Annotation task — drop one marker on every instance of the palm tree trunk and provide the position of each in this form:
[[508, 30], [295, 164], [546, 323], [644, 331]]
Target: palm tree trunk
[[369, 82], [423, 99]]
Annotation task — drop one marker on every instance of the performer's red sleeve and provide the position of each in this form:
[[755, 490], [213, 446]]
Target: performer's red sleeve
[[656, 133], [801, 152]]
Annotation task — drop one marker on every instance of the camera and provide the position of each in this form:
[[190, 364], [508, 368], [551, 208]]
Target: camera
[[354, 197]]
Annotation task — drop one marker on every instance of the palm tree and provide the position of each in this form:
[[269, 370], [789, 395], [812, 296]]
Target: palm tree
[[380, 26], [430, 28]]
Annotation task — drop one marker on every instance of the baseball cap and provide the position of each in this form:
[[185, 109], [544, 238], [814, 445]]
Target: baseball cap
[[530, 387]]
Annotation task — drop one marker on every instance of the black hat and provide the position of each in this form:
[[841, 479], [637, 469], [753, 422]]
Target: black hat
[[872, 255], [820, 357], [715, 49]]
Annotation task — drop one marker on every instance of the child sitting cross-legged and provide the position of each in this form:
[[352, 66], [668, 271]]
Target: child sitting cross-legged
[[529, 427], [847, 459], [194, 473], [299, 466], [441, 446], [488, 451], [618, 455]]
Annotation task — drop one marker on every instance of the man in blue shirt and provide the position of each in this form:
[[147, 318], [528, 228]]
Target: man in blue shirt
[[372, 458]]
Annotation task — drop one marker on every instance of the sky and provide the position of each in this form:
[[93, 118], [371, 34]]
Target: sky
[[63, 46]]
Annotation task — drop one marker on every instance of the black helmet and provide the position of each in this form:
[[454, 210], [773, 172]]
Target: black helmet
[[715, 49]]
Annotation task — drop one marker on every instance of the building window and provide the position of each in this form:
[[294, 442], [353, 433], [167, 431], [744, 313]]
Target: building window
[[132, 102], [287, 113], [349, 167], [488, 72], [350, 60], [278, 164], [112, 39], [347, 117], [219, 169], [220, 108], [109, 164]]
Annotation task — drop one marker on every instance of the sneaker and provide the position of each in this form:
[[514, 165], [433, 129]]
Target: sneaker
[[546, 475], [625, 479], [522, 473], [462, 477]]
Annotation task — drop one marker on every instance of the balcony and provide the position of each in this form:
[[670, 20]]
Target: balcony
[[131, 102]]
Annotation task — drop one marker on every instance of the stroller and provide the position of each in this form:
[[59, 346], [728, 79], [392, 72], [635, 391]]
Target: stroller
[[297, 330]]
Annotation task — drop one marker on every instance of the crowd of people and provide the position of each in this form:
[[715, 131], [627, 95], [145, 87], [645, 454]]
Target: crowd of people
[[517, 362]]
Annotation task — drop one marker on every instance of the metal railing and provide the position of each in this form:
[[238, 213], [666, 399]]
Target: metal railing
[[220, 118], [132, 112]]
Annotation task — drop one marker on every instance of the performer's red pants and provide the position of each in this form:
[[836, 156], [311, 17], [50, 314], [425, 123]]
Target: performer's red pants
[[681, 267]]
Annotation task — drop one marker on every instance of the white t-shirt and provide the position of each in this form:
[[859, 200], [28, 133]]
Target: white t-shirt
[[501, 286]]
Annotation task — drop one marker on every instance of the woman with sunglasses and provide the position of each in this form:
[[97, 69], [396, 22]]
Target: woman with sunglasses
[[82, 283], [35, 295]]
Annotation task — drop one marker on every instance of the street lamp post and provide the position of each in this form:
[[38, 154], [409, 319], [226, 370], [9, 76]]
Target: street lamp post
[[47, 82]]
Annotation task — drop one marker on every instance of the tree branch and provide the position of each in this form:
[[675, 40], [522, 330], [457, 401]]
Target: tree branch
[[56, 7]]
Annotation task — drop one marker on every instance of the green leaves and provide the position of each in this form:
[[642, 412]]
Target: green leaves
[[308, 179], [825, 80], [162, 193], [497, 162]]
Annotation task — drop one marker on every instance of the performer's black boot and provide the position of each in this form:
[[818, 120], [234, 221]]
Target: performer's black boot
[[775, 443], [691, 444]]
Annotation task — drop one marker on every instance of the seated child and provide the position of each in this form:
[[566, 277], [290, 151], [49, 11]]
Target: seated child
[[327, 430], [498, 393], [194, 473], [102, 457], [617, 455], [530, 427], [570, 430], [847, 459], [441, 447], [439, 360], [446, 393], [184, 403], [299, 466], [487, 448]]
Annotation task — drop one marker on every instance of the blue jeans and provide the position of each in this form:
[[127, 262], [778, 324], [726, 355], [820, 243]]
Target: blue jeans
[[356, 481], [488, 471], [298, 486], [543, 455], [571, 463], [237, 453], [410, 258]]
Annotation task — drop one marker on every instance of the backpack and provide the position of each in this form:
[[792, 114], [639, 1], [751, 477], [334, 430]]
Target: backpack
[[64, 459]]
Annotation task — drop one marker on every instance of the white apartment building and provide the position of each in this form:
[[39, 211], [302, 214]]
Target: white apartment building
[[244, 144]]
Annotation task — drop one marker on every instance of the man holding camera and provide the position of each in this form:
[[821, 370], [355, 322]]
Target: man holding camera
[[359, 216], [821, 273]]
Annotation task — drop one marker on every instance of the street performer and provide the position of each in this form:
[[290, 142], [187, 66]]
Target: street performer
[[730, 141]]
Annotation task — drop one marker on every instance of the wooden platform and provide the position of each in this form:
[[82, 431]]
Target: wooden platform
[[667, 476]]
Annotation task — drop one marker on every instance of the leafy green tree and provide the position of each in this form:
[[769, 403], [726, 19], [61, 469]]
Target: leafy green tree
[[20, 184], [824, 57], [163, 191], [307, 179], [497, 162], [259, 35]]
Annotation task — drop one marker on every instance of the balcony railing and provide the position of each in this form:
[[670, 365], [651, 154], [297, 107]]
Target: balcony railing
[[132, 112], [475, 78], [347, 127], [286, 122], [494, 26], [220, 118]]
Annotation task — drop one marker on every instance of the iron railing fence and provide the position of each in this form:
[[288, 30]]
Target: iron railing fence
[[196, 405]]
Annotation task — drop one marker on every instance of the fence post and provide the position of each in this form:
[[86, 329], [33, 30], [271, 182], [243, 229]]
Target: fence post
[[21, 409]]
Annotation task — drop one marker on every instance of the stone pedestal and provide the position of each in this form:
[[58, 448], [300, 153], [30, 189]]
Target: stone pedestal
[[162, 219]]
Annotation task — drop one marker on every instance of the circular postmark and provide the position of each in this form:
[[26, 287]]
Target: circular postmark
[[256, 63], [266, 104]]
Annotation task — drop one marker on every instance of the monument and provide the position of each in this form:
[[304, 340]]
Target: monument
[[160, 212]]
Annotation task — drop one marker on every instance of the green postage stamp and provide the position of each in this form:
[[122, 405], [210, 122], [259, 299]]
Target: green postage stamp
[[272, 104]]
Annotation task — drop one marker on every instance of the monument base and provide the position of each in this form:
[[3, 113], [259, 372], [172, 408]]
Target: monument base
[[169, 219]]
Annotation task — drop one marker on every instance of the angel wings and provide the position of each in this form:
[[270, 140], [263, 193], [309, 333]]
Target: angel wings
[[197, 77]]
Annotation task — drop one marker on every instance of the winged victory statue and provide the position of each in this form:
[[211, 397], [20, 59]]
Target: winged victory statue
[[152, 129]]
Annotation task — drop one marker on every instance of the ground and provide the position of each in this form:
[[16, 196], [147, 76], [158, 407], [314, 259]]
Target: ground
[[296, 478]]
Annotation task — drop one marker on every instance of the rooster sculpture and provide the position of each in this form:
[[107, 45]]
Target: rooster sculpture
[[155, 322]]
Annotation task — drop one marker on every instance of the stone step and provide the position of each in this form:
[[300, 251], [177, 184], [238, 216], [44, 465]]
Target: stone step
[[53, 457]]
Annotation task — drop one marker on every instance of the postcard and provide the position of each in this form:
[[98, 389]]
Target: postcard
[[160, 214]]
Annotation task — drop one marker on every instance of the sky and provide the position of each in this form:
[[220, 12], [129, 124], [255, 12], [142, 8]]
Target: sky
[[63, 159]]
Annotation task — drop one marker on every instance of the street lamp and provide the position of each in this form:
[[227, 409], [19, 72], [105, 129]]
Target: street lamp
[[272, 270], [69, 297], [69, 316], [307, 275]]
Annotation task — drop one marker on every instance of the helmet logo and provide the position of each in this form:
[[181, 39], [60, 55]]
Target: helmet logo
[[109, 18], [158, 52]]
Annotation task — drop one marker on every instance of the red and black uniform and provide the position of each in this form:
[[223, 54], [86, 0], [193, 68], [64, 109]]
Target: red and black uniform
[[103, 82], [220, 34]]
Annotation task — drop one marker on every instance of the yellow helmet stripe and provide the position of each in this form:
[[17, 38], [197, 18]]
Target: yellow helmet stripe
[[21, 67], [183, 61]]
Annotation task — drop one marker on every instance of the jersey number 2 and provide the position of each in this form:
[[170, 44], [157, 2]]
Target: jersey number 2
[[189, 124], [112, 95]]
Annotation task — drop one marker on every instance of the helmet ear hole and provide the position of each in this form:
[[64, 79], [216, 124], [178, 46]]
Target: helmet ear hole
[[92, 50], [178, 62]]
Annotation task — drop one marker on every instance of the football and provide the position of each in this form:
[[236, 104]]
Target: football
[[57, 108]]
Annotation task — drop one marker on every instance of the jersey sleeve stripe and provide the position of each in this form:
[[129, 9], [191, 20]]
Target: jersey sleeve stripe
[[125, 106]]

###

• **EXERCISE INSTRUCTIONS**: Of all the entries above, repeat only the lines from the line that has "the man holding" to the line that has "the monument base", both lines included, exactly.

• **EXERCISE SOLUTION**:
Annotation task — drop one marker on every instance of the man holding camera and provide the position of each in this form:
[[821, 370], [355, 322]]
Target: man holding camera
[[359, 216], [821, 273]]
Annotation task — drop one marker on every instance of the street performer and provide the position of each in this form:
[[290, 142], [187, 66]]
Target: street performer
[[730, 141]]
Annotation task — drop one marker on every instance of the wooden platform and provide the position of each in this form:
[[82, 431]]
Target: wooden platform
[[667, 476]]
Annotation task — drop one marker on every instance of the leafy green tree and provide the position of each in this form:
[[769, 403], [726, 19], [61, 469]]
Target: leafy green tree
[[20, 184], [824, 57], [163, 191], [307, 179], [497, 162], [259, 35]]
Annotation task — drop one marker on every instance of the balcony railing and provide the position of each in this form:
[[670, 365], [651, 154], [297, 107]]
Target: balcony railing
[[132, 112], [475, 78], [347, 127], [286, 122], [494, 26], [220, 118]]
Annotation task — drop one marker on every instance of the iron railing fence and provide the position of each in this form:
[[288, 30]]
Target: iron railing fence
[[196, 405]]
Annotation task — drop one marker on every instance of the fence post and provide the position of each in this form:
[[86, 329], [33, 30], [271, 182], [243, 229]]
Target: fence post
[[21, 409]]
Annotation task — drop one marker on every instance of the stone pedestal and provide the position of each in this form:
[[58, 448], [300, 153], [30, 189]]
Target: stone pedestal
[[162, 219]]
Annotation task — drop one marker on every instance of the circular postmark and provide the position of each in this form:
[[26, 287]]
Target: circular postmark
[[256, 63], [266, 104]]
Annotation task — drop one marker on every instance of the monument and provide the position of each in this form:
[[304, 340]]
Target: monument
[[160, 212]]
Annotation task — drop one marker on every instance of the green postage stamp and provide the position of each in this form:
[[122, 405], [210, 122], [259, 299]]
Target: green postage stamp
[[272, 104]]
Annotation task — drop one marker on every instance of the monument base and provide the position of each in this form:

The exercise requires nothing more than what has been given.